## [WHAT YOU ARE ASKED TO DO]
In the listing below, rename "pointer" to "locator" and reproduce every other line without alteration, leaving the pictures out of your answer.

─── DATASET ENTRIES

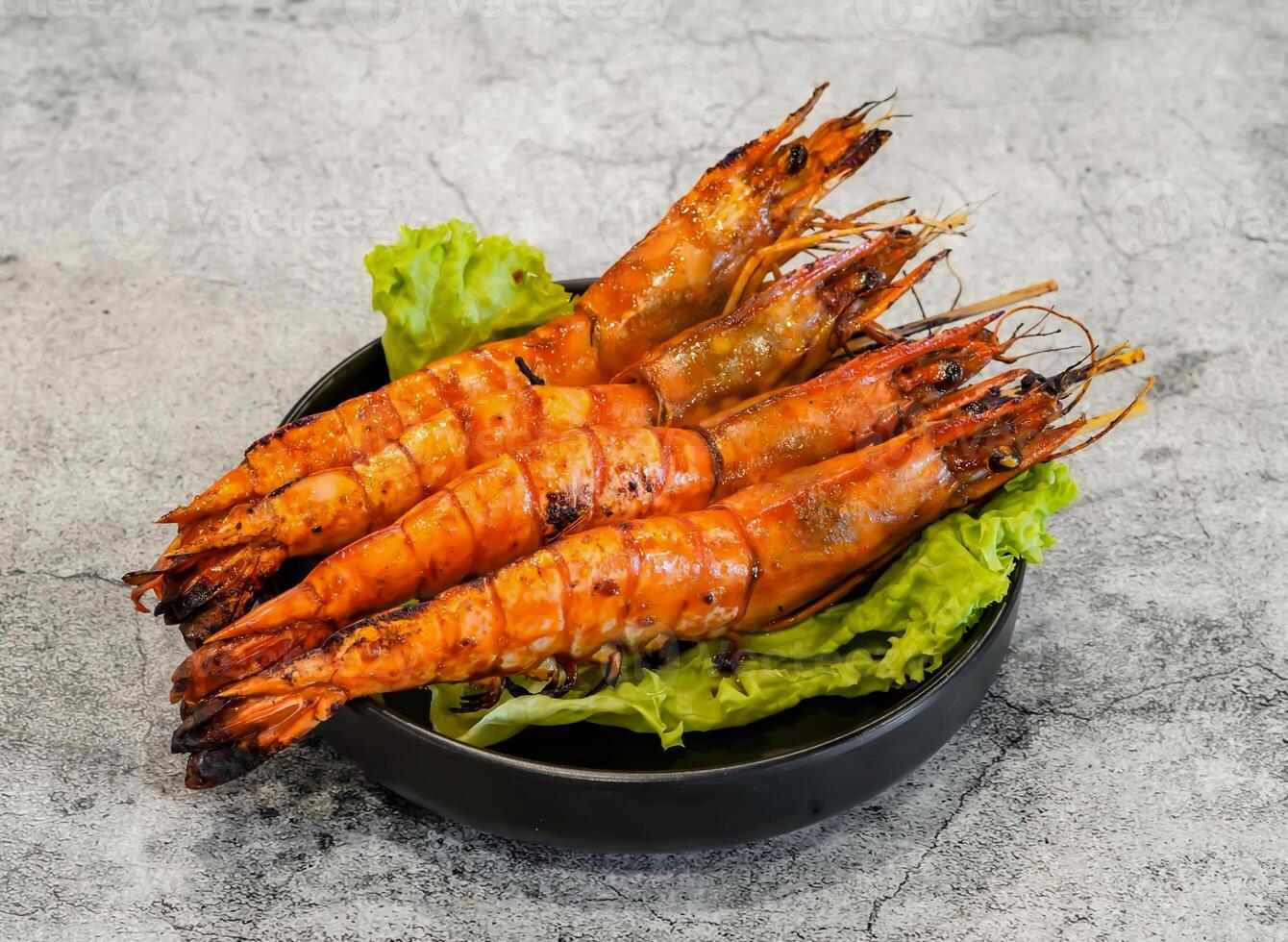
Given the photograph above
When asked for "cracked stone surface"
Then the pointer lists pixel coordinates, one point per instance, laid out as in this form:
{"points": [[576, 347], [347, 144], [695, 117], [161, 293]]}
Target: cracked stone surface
{"points": [[186, 192]]}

──────

## [THE ANSWER]
Given the photograph above
When asked for "cracked stone surface"
Then the locator lists pixel coordinates, one point per instance, laid out as in this form:
{"points": [[576, 347], [347, 144], [695, 117], [161, 293]]}
Target: cracked stone surface
{"points": [[186, 192]]}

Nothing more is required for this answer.